• _Work request_: Produce an exact copy of the lines from the line containing "# label each instance of the tree" through the last line of the entries below, and only those lines.

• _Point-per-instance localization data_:
.....
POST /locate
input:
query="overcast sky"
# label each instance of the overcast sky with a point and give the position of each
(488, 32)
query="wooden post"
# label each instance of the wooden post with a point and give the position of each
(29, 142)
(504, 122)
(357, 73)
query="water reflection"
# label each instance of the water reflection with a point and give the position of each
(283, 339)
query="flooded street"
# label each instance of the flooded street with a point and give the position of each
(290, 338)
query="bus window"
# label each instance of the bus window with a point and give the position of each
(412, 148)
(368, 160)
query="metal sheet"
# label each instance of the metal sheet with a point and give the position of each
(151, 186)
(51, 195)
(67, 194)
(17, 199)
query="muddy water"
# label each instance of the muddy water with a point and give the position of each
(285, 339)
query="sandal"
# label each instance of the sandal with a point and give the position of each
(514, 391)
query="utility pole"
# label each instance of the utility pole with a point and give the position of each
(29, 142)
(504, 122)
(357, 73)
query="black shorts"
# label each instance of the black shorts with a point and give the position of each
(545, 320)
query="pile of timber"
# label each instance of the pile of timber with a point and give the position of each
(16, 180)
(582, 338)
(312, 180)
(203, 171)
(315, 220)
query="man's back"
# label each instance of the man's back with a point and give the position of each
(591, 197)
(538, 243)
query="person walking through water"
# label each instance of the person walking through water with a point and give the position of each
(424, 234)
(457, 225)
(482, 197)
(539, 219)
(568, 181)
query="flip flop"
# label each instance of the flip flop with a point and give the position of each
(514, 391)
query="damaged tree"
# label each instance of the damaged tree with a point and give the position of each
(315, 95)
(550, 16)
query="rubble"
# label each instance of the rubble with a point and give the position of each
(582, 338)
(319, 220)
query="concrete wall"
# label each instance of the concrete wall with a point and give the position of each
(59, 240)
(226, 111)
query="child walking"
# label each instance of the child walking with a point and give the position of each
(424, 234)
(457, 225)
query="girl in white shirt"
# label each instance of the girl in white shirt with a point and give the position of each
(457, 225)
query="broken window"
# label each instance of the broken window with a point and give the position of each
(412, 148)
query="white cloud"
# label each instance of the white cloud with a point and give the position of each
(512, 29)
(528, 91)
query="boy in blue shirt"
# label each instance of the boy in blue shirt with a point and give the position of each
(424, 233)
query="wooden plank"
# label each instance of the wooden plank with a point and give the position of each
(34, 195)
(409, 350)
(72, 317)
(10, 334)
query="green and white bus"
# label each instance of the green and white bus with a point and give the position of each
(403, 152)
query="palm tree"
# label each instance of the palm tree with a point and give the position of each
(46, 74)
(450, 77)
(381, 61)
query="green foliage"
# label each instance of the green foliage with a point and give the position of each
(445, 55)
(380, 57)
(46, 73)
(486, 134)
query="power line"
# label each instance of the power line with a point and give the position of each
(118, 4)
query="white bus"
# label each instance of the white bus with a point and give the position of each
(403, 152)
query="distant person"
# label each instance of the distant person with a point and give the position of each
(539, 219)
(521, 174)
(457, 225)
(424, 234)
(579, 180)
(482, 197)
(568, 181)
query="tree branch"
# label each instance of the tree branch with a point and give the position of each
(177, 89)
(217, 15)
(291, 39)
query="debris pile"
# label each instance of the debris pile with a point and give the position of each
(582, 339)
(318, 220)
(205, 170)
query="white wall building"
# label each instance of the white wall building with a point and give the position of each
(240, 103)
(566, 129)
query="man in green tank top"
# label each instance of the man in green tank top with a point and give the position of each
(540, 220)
.....
• _Task result_:
# label each instance of the tree branch with a point and give the position of each
(177, 89)
(217, 15)
(291, 39)
query="debris pile"
# label each instance of the debris pile with a point and give the position of each
(582, 339)
(318, 220)
(205, 170)
query="white wall building"
# label each instance of the white wall building with a point and give the position of each
(240, 103)
(566, 129)
query="man in green tank top"
# label each instance of the man in green tank top with a point and give the position of each
(540, 220)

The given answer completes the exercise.